Riporta parola per parola il brano dell'intervista sul ciclismo che va da «Anche la sicurezza» a «cosa ne pensa?», compresi i due estremi.

• **ESTRATTO DEL DOCUMENTO**:
┌────────

Da sempre siete anche estremamente attenti agli eventi.
«E quest’anno lo saremo ancora di più. Parteciperemo in maniera sempre più importante alle Gran Fondo, in modo da stare sempre più vicino ai nostri clienti e potenziali tali. Nel nostro DNA c’è quello di risolvere problemi, prendere cura dei nostri clienti, farli stare bene. Per non è fondamentale. Io che amo pedalare per puro piacere, senza l’ossessione dell’agonismo, adoro parlare con chi fa parte della nostra comunity, con la grande famiglia di Garmin. Io sento, ascolto e respiro quello che hanno da dire. E poi cerco anch’io di portare il sentiment di persone che hanno a cuore i nostri prodotti, per fare in modo che la nostra tecnologia sia sempre avanti e rispondente alle esigenze di chi pedala».
Cosa pensa di quanto ha dichiarato sia su tuttobiciweb che sulla Gazzetta dello Sport Mario Cipollini: tanta passione, ottimi corridori, ma nessuna squadra italiana di World Tour…
«È il mio vero cruccio. La tantissima passione, la grande pratica ciclistica, non si traduce in un interesse reale e di grande prestigio da parte di qualche grande gruppo industriale nazionale. Il perché? Le ragioni sono tante, ma sicuramente i manager del ciclismo devono provare a pensare ad un nuovo format di ciclismo: oggi non si può più solo pensare di proporre la vendita di uno spazio sulla maglia per dare forma ad una squadra professionistica. C’è da costruire un progetto più interessante e innovativo. In ogni caso il gap che c’è tra la passione della gente e il poco grip con le aziende che contano è evidente quanto preoccipante. E il problema non è di facile soluzione».
Anche la sicurezza in bicicletta è una priorità.
«E noi di Garmin stiamo facendo cose importanti per rendere sempre più sicura la pratica ciclistica. Con squadre come il Team Bahrain e corridori del calibro di Vincenzo Nibali, stiamo lavorando per sensibilizzare tutti ad usare più attenzione. Ognuno deve volersi più bene, e deve volerne anche agli altri».
Sa che si sta lavorando alla riforma del Codice della strada. Si parla di biciclette che possono - in zona 30 km - percorrere strade a senso unico in contromano oltre che ad andare sul marciapiede: cosa ne pensa?

└────────

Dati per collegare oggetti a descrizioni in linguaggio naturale
┌────────

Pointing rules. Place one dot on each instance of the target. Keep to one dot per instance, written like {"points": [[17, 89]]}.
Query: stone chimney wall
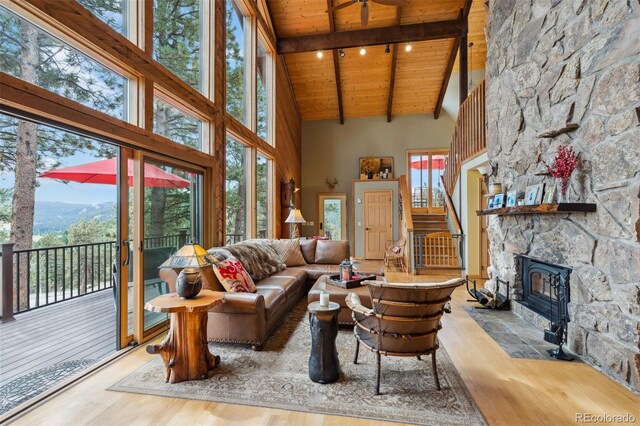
{"points": [[563, 72]]}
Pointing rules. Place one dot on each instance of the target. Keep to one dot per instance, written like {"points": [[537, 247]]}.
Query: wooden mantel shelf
{"points": [[541, 209]]}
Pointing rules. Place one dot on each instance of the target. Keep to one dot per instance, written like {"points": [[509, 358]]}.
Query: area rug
{"points": [[277, 377]]}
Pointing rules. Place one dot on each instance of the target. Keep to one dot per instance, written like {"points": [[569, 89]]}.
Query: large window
{"points": [[263, 74], [113, 12], [171, 122], [177, 35], [263, 166], [236, 63], [236, 191], [31, 54]]}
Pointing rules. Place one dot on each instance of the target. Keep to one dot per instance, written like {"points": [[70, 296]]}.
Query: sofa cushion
{"points": [[297, 272], [292, 287], [289, 252], [274, 300], [209, 279], [308, 249], [234, 277], [316, 271], [258, 257], [332, 252]]}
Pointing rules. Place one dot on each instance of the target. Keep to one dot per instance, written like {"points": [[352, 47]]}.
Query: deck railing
{"points": [[38, 277]]}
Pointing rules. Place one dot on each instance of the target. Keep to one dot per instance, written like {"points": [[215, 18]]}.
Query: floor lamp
{"points": [[295, 217]]}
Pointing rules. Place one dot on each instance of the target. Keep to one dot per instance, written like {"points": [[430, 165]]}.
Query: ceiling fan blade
{"points": [[364, 14], [340, 6], [389, 2]]}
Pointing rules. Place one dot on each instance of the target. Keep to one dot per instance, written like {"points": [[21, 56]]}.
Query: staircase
{"points": [[426, 223], [434, 246]]}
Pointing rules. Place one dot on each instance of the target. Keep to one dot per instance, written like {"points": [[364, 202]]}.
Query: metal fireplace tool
{"points": [[558, 332], [497, 301]]}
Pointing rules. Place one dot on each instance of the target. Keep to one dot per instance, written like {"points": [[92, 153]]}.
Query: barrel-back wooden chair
{"points": [[404, 320]]}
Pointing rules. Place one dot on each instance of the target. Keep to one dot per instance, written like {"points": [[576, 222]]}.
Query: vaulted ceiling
{"points": [[365, 81]]}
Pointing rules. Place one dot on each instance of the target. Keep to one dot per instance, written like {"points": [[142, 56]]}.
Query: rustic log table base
{"points": [[185, 350]]}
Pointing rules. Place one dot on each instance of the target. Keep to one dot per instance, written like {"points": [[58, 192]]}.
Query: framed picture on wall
{"points": [[376, 167]]}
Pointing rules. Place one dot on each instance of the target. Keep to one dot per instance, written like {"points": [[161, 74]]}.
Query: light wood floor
{"points": [[508, 391]]}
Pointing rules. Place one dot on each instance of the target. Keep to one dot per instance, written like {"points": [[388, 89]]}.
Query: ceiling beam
{"points": [[336, 64], [463, 16], [373, 36], [392, 76], [447, 76]]}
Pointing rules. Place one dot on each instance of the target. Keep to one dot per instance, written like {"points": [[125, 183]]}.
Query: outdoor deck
{"points": [[46, 345]]}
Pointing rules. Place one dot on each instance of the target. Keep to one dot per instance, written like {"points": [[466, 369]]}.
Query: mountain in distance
{"points": [[54, 217]]}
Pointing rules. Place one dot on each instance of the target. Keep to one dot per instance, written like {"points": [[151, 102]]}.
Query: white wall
{"points": [[331, 150], [460, 198]]}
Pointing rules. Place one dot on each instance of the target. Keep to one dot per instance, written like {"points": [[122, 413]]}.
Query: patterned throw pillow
{"points": [[289, 252], [234, 277]]}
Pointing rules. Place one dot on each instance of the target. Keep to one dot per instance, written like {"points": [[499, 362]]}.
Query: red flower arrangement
{"points": [[563, 166]]}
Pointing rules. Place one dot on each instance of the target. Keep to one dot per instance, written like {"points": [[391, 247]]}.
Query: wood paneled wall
{"points": [[288, 136]]}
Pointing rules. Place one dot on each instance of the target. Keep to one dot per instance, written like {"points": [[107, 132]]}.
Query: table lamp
{"points": [[295, 217], [190, 258]]}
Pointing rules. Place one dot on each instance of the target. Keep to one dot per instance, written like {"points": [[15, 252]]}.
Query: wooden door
{"points": [[378, 222], [484, 236]]}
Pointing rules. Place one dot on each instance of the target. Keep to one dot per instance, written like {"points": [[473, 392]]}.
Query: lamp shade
{"points": [[189, 256], [295, 217]]}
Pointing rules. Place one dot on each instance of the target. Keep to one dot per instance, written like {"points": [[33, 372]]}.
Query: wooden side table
{"points": [[324, 365], [185, 351]]}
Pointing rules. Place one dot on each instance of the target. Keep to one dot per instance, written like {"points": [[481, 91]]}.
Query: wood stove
{"points": [[545, 290]]}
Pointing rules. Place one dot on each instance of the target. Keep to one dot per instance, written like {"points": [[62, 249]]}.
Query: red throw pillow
{"points": [[233, 277]]}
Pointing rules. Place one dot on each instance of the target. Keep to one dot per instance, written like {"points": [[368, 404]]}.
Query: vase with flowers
{"points": [[563, 166]]}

└────────

• **ESERCIZIO SVOLTO**:
Anche la sicurezza in bicicletta è una priorità.
«E noi di Garmin stiamo facendo cose importanti per rendere sempre più sicura la pratica ciclistica. Con squadre come il Team Bahrain e corridori del calibro di Vincenzo Nibali, stiamo lavorando per sensibilizzare tutti ad usare più attenzione. Ognuno deve volersi più bene, e deve volerne anche agli altri».
Sa che si sta lavorando alla riforma del Codice della strada. Si parla di biciclette che possono - in zona 30 km - percorrere strade a senso unico in contromano oltre che ad andare sul marciapiede: cosa ne pensa?